[BEGIN]

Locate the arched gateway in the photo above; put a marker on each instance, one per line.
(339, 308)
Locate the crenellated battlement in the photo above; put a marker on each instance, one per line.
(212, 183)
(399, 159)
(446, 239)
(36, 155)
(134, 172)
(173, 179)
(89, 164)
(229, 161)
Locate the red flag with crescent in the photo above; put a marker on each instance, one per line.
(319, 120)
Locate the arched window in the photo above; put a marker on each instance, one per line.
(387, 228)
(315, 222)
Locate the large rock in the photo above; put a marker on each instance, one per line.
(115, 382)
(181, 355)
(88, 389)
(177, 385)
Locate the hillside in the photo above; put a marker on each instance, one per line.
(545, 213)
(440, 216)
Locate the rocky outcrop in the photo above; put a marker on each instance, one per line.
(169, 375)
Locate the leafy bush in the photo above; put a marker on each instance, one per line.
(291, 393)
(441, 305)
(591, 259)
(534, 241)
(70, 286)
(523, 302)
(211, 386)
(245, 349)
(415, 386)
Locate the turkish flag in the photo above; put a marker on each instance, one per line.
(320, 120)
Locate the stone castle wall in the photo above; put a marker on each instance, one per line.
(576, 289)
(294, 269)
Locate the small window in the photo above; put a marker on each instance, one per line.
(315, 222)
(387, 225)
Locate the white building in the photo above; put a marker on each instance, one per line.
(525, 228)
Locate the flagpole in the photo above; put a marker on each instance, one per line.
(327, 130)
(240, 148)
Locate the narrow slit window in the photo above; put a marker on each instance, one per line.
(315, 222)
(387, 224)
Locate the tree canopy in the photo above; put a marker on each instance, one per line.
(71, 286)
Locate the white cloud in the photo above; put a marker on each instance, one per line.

[END]

Can you write out everything from the line containing "Locate the stone" down to the end of the data, requests included, with each coordinate in the answers multiplied by 2.55 and rounded to a whole number, halves going up?

**EXPECTED OUTPUT**
Locate the stone castle wall in the photo above; put a marker on each instance, one per line.
(1469, 737)
(750, 686)
Locate the small window in the photo above; put a marker on each instance, one per line.
(803, 566)
(987, 574)
Locate the white building in the photo above; put a marker on each instance, one per line.
(1339, 581)
Locate the flagpole in the photo above; put a marker on each instance, one per line.
(834, 332)
(612, 377)
Locate the narrow slit window in the photo above; put a marker on each instance, one per line.
(803, 566)
(987, 571)
Locate the tree canopy in the photo above; put a marker on each instance, one per line.
(181, 729)
Locate the white cloud in the photo above; put a marker on each instance, one per line.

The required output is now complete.